Your task is to print all of the data word for word.

MATERIAL:
— start —

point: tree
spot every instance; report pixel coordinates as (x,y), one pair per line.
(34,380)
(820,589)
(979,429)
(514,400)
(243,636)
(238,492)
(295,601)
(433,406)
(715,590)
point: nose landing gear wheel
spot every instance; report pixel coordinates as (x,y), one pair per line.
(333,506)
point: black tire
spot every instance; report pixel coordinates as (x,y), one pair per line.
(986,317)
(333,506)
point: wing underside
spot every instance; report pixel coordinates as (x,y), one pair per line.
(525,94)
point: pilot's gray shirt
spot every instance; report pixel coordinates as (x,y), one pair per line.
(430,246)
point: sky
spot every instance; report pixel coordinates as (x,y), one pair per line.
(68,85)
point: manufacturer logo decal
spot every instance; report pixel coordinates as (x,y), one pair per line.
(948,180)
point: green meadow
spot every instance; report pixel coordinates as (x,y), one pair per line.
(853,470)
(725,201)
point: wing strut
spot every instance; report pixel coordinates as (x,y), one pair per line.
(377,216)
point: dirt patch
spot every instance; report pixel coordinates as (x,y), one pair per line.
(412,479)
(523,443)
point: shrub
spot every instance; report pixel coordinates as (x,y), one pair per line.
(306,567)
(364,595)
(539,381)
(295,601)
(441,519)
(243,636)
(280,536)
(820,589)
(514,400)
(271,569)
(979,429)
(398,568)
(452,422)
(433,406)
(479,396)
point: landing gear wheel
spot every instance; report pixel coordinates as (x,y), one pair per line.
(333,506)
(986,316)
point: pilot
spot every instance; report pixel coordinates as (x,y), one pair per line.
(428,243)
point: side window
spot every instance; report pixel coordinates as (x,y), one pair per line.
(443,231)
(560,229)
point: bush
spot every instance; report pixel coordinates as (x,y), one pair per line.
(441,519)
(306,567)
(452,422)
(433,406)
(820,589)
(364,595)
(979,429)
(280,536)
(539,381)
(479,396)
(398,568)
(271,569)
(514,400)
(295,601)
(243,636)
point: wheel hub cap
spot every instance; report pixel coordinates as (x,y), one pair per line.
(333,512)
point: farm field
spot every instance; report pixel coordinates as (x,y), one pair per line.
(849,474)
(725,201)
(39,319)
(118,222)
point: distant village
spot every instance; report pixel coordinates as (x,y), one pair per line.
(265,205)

— end —

RIGHT ANSWER:
point: tree
spot every instance; report pixel coordinates as (x,y), one pair per line.
(34,380)
(820,589)
(979,429)
(514,400)
(243,636)
(238,492)
(295,601)
(433,406)
(715,590)
point: nose landing gear wheel
spot every instance; report pixel coordinates as (x,y), one pair per line.
(333,506)
point: black tire
spot every instance; report pixel coordinates as (x,y), one pair per line.
(986,317)
(333,506)
point: wing underside
spot every instance; report pixel coordinates as (x,y), one pair per line.
(525,94)
point: pilot's gray shirt
spot every instance; report pixel coordinates as (x,y), one pair per line.
(430,246)
point: sky
spot every instance; report pixel coordinates as (x,y), one pair per line.
(68,85)
point: manufacturer logo decal
spot every instance; report pixel coordinates as (x,y), one pair per line.
(948,180)
point: green meadow
spot every instance; report pixel coordinates as (x,y), one pair per line.
(853,470)
(725,201)
point: wing strut
spot every instance; report pixel coordinates as (x,y), one pair per line.
(377,216)
point: dirt patch
spot every instance; report pixel coordinates as (x,y), one pair per line.
(412,479)
(523,443)
point: shrub
spot every instance; report pixel coordinates as (x,y), one pair per line.
(306,567)
(364,595)
(539,381)
(295,601)
(441,519)
(243,636)
(280,536)
(820,589)
(514,400)
(271,569)
(979,429)
(398,568)
(452,422)
(433,406)
(479,396)
point: landing gear wheel
spot every instance; report pixel coordinates as (x,y), one pair per line.
(333,506)
(986,316)
point: pilot
spot every instance; report pixel coordinates as (x,y), one pair per line.
(428,243)
point: side window
spot every instance; report pixel coordinates as (x,y), one pair per line.
(443,231)
(560,229)
point: bush
spot every instance; report pixel coordinates as (x,y), one pair per line.
(441,519)
(306,567)
(452,422)
(433,406)
(820,589)
(364,595)
(979,429)
(280,536)
(539,381)
(479,396)
(398,568)
(271,569)
(514,400)
(295,601)
(243,636)
point: wheel hub cap
spot every instance; report pixel coordinates as (x,y), one pair per line.
(333,512)
point: farm field
spot every instance; report pixel coordinates as (x,y), one pair per line.
(849,474)
(725,201)
(39,319)
(118,222)
point: distant village
spot every instance; report pixel coordinates as (x,y), one pair per line.
(265,205)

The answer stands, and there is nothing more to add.